Position identification records
-- Start --
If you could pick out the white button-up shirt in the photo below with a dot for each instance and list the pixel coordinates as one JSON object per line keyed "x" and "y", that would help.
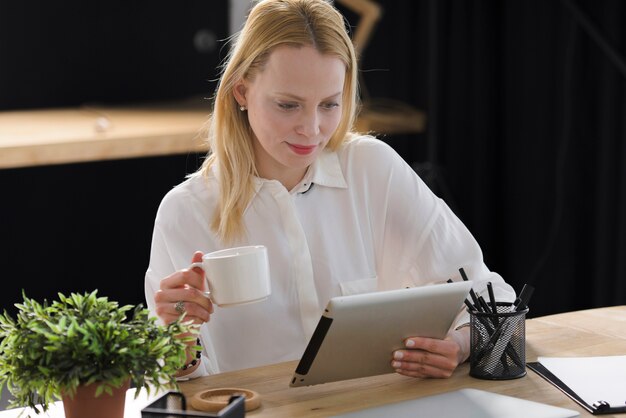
{"x": 361, "y": 220}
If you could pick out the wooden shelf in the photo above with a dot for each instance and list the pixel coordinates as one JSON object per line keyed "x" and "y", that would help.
{"x": 60, "y": 136}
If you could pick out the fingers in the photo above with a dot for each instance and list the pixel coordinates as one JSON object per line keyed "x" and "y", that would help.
{"x": 427, "y": 357}
{"x": 183, "y": 292}
{"x": 191, "y": 301}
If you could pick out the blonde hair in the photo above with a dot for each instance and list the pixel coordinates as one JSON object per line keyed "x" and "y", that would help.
{"x": 270, "y": 23}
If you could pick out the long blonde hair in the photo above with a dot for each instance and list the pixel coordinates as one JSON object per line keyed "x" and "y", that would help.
{"x": 270, "y": 23}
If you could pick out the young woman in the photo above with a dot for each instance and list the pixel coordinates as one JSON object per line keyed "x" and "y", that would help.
{"x": 340, "y": 213}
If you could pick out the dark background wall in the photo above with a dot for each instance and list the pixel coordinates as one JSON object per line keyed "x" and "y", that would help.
{"x": 525, "y": 105}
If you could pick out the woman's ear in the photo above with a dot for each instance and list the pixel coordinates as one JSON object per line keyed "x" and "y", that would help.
{"x": 240, "y": 93}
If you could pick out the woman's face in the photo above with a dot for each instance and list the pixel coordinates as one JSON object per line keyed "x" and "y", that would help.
{"x": 294, "y": 107}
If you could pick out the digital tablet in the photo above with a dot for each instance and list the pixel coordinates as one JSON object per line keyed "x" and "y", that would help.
{"x": 356, "y": 335}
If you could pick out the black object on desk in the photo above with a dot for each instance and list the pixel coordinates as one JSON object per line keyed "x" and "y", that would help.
{"x": 174, "y": 405}
{"x": 597, "y": 408}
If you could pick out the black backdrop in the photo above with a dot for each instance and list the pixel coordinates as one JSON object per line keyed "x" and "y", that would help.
{"x": 526, "y": 115}
{"x": 527, "y": 106}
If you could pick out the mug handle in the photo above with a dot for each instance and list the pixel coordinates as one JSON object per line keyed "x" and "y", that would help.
{"x": 198, "y": 264}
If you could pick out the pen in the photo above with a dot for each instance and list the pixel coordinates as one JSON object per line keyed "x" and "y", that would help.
{"x": 522, "y": 300}
{"x": 492, "y": 298}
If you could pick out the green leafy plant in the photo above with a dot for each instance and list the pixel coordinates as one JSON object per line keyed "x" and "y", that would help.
{"x": 52, "y": 348}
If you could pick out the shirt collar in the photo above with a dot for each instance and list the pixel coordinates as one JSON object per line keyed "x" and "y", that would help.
{"x": 325, "y": 171}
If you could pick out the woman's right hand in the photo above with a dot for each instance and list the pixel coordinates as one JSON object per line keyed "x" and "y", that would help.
{"x": 185, "y": 289}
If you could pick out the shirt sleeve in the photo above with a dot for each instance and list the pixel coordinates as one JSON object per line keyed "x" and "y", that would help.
{"x": 423, "y": 241}
{"x": 164, "y": 260}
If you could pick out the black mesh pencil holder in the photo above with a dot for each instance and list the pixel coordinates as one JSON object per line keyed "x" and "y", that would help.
{"x": 498, "y": 343}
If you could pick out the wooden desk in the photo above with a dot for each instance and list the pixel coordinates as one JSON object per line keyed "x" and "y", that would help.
{"x": 594, "y": 332}
{"x": 585, "y": 333}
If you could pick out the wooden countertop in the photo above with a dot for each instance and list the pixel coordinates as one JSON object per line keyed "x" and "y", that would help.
{"x": 595, "y": 332}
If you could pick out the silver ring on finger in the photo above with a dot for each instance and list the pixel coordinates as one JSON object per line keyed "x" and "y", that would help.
{"x": 180, "y": 307}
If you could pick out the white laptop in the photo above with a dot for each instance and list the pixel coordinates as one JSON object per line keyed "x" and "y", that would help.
{"x": 357, "y": 335}
{"x": 466, "y": 403}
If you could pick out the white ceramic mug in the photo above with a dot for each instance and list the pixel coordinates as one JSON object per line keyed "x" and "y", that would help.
{"x": 237, "y": 275}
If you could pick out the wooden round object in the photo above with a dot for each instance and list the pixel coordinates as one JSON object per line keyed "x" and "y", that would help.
{"x": 214, "y": 400}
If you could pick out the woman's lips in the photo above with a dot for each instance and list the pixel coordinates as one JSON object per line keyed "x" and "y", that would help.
{"x": 302, "y": 149}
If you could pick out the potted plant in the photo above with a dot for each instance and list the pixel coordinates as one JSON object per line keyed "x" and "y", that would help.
{"x": 83, "y": 342}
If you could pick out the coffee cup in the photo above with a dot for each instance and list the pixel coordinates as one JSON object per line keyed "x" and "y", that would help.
{"x": 237, "y": 275}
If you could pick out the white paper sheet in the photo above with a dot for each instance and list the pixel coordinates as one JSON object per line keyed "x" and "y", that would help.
{"x": 593, "y": 379}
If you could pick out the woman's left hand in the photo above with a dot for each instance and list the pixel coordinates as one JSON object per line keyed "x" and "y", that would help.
{"x": 430, "y": 357}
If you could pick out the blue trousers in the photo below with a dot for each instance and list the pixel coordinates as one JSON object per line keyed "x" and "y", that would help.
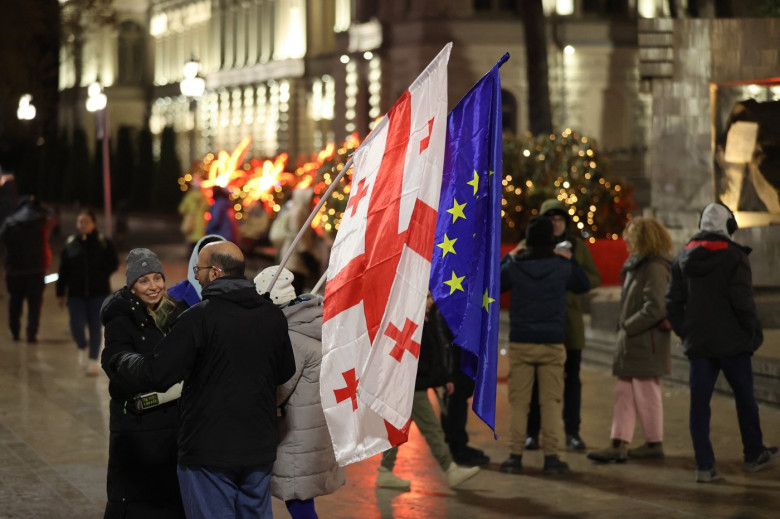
{"x": 739, "y": 374}
{"x": 85, "y": 313}
{"x": 242, "y": 492}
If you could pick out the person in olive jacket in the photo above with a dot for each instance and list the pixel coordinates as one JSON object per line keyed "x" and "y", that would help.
{"x": 643, "y": 343}
{"x": 574, "y": 332}
{"x": 711, "y": 308}
{"x": 86, "y": 263}
{"x": 434, "y": 369}
{"x": 539, "y": 278}
{"x": 231, "y": 350}
{"x": 141, "y": 480}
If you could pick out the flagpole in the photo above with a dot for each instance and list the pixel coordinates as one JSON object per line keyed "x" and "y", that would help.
{"x": 325, "y": 196}
{"x": 320, "y": 282}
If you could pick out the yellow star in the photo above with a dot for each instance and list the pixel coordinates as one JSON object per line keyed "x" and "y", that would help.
{"x": 486, "y": 300}
{"x": 447, "y": 245}
{"x": 455, "y": 283}
{"x": 474, "y": 182}
{"x": 457, "y": 210}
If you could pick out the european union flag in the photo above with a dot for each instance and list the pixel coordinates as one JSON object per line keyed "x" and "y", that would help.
{"x": 465, "y": 273}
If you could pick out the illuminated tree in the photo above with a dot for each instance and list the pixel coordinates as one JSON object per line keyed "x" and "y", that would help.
{"x": 568, "y": 167}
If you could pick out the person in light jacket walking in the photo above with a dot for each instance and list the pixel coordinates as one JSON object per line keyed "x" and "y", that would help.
{"x": 305, "y": 464}
{"x": 643, "y": 339}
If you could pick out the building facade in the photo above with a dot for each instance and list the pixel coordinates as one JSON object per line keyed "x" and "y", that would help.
{"x": 297, "y": 74}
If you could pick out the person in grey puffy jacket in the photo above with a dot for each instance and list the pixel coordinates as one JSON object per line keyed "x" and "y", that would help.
{"x": 643, "y": 340}
{"x": 305, "y": 464}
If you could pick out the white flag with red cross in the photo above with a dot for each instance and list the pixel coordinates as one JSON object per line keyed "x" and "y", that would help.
{"x": 378, "y": 273}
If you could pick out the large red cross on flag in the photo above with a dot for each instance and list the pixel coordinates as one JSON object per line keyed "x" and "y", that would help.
{"x": 378, "y": 274}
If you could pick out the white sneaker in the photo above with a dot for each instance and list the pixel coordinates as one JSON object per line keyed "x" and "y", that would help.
{"x": 386, "y": 479}
{"x": 456, "y": 474}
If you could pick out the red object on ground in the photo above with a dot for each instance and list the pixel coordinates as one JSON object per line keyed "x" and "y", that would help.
{"x": 608, "y": 255}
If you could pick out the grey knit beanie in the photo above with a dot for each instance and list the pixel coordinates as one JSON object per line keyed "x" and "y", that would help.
{"x": 141, "y": 262}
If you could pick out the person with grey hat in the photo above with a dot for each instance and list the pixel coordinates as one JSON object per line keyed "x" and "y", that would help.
{"x": 231, "y": 350}
{"x": 711, "y": 308}
{"x": 538, "y": 278}
{"x": 141, "y": 480}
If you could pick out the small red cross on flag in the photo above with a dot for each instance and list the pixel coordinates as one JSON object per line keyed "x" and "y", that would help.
{"x": 378, "y": 272}
{"x": 403, "y": 340}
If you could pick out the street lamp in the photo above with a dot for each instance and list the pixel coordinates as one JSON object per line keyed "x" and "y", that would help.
{"x": 192, "y": 87}
{"x": 96, "y": 102}
{"x": 26, "y": 110}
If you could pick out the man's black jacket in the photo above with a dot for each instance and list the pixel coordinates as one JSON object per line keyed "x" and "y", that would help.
{"x": 710, "y": 298}
{"x": 232, "y": 350}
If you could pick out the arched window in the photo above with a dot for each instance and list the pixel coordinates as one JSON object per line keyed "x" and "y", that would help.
{"x": 131, "y": 54}
{"x": 508, "y": 112}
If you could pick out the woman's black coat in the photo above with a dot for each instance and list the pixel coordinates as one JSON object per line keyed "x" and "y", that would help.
{"x": 141, "y": 480}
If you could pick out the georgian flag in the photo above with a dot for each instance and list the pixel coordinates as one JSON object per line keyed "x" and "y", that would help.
{"x": 378, "y": 272}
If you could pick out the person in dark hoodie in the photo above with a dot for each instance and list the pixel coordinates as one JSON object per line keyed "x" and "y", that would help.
{"x": 306, "y": 465}
{"x": 574, "y": 331}
{"x": 711, "y": 308}
{"x": 539, "y": 278}
{"x": 86, "y": 263}
{"x": 231, "y": 350}
{"x": 24, "y": 236}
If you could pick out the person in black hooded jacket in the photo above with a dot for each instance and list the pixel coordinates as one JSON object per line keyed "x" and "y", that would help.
{"x": 711, "y": 308}
{"x": 231, "y": 350}
{"x": 141, "y": 481}
{"x": 539, "y": 278}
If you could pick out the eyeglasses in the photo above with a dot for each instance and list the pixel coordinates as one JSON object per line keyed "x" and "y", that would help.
{"x": 196, "y": 269}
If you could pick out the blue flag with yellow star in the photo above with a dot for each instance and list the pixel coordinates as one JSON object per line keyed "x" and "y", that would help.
{"x": 465, "y": 271}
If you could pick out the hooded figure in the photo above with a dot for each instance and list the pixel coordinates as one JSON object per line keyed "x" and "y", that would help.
{"x": 711, "y": 308}
{"x": 538, "y": 279}
{"x": 305, "y": 464}
{"x": 188, "y": 290}
{"x": 710, "y": 299}
{"x": 574, "y": 329}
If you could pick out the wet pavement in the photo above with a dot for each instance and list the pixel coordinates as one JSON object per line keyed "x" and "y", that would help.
{"x": 54, "y": 442}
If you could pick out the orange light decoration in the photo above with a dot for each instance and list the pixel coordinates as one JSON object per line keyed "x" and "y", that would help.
{"x": 268, "y": 182}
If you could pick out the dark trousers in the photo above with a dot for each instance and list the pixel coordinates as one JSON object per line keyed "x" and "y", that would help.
{"x": 85, "y": 313}
{"x": 572, "y": 398}
{"x": 453, "y": 422}
{"x": 21, "y": 287}
{"x": 739, "y": 374}
{"x": 301, "y": 508}
{"x": 242, "y": 492}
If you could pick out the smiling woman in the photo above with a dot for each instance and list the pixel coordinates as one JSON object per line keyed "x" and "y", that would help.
{"x": 141, "y": 480}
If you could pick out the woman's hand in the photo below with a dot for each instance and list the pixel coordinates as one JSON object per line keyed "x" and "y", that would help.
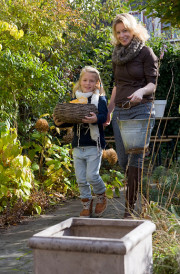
{"x": 137, "y": 96}
{"x": 56, "y": 121}
{"x": 90, "y": 119}
{"x": 108, "y": 121}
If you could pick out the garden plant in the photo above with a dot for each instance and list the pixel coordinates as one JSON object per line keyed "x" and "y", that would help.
{"x": 43, "y": 46}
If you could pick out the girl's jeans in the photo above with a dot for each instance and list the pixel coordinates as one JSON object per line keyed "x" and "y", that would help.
{"x": 142, "y": 111}
{"x": 87, "y": 161}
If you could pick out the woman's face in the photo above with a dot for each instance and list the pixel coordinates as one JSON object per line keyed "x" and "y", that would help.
{"x": 88, "y": 82}
{"x": 123, "y": 35}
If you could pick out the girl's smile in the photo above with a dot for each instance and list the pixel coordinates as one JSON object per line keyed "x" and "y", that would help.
{"x": 88, "y": 82}
{"x": 123, "y": 35}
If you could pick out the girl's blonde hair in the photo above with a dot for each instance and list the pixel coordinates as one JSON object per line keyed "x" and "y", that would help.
{"x": 131, "y": 24}
{"x": 99, "y": 84}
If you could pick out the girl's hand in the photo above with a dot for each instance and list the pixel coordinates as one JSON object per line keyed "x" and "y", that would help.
{"x": 90, "y": 119}
{"x": 56, "y": 121}
{"x": 137, "y": 96}
{"x": 108, "y": 121}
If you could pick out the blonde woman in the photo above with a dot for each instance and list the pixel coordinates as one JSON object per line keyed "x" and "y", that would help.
{"x": 135, "y": 72}
{"x": 88, "y": 142}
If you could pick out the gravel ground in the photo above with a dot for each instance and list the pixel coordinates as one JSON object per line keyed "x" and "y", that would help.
{"x": 17, "y": 257}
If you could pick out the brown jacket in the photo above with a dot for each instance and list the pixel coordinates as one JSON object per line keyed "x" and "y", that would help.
{"x": 135, "y": 74}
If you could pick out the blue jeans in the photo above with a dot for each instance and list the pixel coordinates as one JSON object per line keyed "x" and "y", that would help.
{"x": 142, "y": 111}
{"x": 87, "y": 161}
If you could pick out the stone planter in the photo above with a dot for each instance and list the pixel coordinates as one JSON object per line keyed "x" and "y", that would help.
{"x": 94, "y": 246}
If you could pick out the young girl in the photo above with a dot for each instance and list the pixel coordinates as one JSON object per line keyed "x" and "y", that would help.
{"x": 88, "y": 142}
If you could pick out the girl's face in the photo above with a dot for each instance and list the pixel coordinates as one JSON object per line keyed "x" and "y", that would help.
{"x": 88, "y": 82}
{"x": 123, "y": 35}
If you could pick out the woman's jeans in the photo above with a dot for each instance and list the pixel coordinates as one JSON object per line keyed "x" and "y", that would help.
{"x": 142, "y": 111}
{"x": 87, "y": 161}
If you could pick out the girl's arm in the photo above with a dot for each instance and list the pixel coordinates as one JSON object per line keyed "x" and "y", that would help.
{"x": 101, "y": 117}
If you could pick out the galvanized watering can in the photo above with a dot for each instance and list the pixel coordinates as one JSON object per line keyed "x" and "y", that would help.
{"x": 136, "y": 134}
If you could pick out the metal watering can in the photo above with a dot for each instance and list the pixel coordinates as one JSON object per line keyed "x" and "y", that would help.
{"x": 136, "y": 134}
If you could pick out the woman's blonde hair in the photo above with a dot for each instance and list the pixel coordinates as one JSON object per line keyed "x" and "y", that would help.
{"x": 99, "y": 84}
{"x": 131, "y": 24}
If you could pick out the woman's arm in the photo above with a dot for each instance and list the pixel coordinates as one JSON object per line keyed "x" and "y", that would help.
{"x": 110, "y": 107}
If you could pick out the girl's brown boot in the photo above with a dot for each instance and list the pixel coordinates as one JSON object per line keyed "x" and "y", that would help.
{"x": 87, "y": 208}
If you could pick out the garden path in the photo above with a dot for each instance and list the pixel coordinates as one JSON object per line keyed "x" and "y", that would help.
{"x": 17, "y": 257}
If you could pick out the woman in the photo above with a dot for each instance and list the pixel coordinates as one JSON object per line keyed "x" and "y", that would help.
{"x": 135, "y": 69}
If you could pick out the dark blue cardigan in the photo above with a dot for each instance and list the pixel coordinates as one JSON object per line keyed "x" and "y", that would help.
{"x": 85, "y": 138}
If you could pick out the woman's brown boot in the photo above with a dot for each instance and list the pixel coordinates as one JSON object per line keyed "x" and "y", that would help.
{"x": 101, "y": 204}
{"x": 134, "y": 177}
{"x": 87, "y": 208}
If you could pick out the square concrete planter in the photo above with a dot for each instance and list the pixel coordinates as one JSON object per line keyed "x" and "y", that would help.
{"x": 94, "y": 246}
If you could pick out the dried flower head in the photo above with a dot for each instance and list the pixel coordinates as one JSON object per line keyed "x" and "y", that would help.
{"x": 110, "y": 155}
{"x": 42, "y": 125}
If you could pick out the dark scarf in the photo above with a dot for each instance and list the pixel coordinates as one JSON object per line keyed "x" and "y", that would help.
{"x": 122, "y": 55}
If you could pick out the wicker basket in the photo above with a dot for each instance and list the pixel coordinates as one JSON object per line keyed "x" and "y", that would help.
{"x": 73, "y": 113}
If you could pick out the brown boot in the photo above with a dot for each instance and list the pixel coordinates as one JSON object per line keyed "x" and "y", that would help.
{"x": 134, "y": 177}
{"x": 101, "y": 204}
{"x": 87, "y": 208}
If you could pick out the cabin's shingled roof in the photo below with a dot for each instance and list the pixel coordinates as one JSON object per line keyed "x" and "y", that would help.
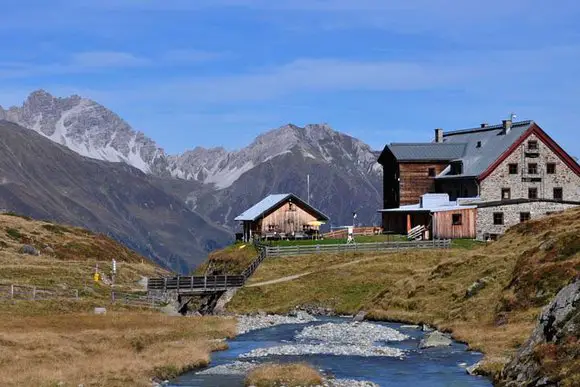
{"x": 462, "y": 145}
{"x": 427, "y": 151}
{"x": 270, "y": 203}
{"x": 494, "y": 142}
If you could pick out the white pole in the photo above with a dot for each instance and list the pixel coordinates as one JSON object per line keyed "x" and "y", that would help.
{"x": 308, "y": 189}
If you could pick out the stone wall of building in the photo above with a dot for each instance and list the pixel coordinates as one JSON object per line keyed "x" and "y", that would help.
{"x": 511, "y": 214}
{"x": 565, "y": 178}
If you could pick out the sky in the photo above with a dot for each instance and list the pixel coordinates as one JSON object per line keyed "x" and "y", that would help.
{"x": 220, "y": 72}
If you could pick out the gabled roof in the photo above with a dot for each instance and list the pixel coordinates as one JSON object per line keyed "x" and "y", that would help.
{"x": 427, "y": 151}
{"x": 271, "y": 202}
{"x": 493, "y": 141}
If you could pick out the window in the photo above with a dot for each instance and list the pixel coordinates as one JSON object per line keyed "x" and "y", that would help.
{"x": 532, "y": 169}
{"x": 506, "y": 193}
{"x": 514, "y": 169}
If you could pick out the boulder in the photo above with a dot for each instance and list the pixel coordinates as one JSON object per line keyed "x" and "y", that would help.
{"x": 557, "y": 331}
{"x": 29, "y": 250}
{"x": 435, "y": 339}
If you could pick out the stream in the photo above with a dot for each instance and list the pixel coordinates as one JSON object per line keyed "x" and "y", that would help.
{"x": 386, "y": 354}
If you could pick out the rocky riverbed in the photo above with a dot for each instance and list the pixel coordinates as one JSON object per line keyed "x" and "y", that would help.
{"x": 260, "y": 321}
{"x": 347, "y": 353}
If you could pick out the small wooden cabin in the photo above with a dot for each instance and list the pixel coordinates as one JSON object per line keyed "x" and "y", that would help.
{"x": 281, "y": 216}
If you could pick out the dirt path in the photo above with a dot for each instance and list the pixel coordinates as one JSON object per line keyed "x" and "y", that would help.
{"x": 296, "y": 276}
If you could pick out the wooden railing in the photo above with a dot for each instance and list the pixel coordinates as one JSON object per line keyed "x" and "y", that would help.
{"x": 196, "y": 284}
{"x": 287, "y": 251}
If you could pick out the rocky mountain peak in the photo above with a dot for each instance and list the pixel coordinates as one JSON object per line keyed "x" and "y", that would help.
{"x": 87, "y": 128}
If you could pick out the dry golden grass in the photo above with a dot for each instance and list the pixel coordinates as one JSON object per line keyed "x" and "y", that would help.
{"x": 233, "y": 259}
{"x": 290, "y": 375}
{"x": 524, "y": 271}
{"x": 118, "y": 349}
{"x": 44, "y": 343}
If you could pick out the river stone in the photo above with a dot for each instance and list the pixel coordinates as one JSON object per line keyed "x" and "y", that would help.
{"x": 29, "y": 250}
{"x": 362, "y": 334}
{"x": 558, "y": 324}
{"x": 360, "y": 316}
{"x": 250, "y": 323}
{"x": 324, "y": 349}
{"x": 435, "y": 339}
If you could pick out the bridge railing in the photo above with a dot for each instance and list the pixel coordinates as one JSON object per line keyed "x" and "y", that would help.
{"x": 196, "y": 283}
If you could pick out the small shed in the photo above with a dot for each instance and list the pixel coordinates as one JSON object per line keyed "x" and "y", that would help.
{"x": 442, "y": 218}
{"x": 281, "y": 216}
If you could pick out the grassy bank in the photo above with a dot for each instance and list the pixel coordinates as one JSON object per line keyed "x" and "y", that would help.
{"x": 118, "y": 349}
{"x": 61, "y": 342}
{"x": 520, "y": 274}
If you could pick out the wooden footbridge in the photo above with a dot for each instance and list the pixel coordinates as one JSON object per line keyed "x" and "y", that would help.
{"x": 204, "y": 285}
{"x": 217, "y": 284}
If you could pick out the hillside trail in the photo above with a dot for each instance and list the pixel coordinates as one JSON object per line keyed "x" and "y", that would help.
{"x": 304, "y": 274}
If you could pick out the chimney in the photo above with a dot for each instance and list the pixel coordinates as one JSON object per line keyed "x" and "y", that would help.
{"x": 438, "y": 135}
{"x": 507, "y": 126}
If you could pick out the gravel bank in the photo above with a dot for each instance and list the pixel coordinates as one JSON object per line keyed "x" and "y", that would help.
{"x": 250, "y": 323}
{"x": 355, "y": 333}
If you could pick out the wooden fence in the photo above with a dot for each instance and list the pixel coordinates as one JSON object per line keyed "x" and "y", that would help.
{"x": 357, "y": 231}
{"x": 34, "y": 293}
{"x": 288, "y": 251}
{"x": 196, "y": 284}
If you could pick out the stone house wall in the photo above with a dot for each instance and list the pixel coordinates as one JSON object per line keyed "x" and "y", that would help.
{"x": 565, "y": 178}
{"x": 511, "y": 213}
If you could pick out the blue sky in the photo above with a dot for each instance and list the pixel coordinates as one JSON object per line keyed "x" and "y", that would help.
{"x": 219, "y": 72}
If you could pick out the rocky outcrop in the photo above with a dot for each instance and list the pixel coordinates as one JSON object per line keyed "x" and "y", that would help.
{"x": 551, "y": 354}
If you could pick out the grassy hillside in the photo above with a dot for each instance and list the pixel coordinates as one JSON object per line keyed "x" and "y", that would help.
{"x": 61, "y": 342}
{"x": 520, "y": 273}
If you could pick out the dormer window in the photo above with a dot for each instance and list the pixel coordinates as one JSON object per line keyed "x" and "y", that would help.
{"x": 456, "y": 168}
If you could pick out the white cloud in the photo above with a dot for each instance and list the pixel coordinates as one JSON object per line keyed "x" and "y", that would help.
{"x": 96, "y": 59}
-- End --
Instructions for the task.
Return only the lines running from the line with "If you could pick out the chimney" to the last line of the records, both included, exactly as written.

Final answer.
If you could pick out the chimney in the photo above with a dot for each instance and list the pixel coordinates as one JSON object per line keyed "x" and "y", that would help.
{"x": 438, "y": 135}
{"x": 507, "y": 126}
If you could pick out the gravel bank in the photo above with a dot for each instance and list the pixel coordinates as one JSON object per line keyed "x" and "y", that would help.
{"x": 250, "y": 323}
{"x": 355, "y": 333}
If you could pick out the wooden fence in the photo above with a dot for each instance and list the pixel coordinates as one JSON object per line keyed "x" and "y", that would help.
{"x": 357, "y": 231}
{"x": 34, "y": 293}
{"x": 288, "y": 251}
{"x": 196, "y": 284}
If you could pick out the stone house wall in the photo above with a dot for each instance and list the pixel coordinates as one JSON object per line keyed "x" and "y", that would help.
{"x": 565, "y": 178}
{"x": 511, "y": 213}
If you could pick out the blue sky in the photo above with a dot for each instance and list the pixel coordinates as one JSON object per line keyed "x" and "y", that would help.
{"x": 219, "y": 72}
If you could pick out the rocky outcrop in the photo above with a dot for each instance and list the pixel coordinates as one JSON object per line keyed "x" and "y", that would help.
{"x": 551, "y": 354}
If you could pick out the grassy hillside in the photo above with a dot for each instance and list the pixel coordinates as one JSON object per line keyed "x" and "y", that would help.
{"x": 61, "y": 342}
{"x": 520, "y": 273}
If you could pick out the dormer window in the photo above with a dot for each instance and list the pixel coordinates as one JSON object per line keyed "x" and "y", that would help.
{"x": 456, "y": 168}
If you could pick out the white cloud in the photo above with a dot for each instance and list the pixel coordinates as one JSON object per line keyed "x" and "y", that would help.
{"x": 96, "y": 59}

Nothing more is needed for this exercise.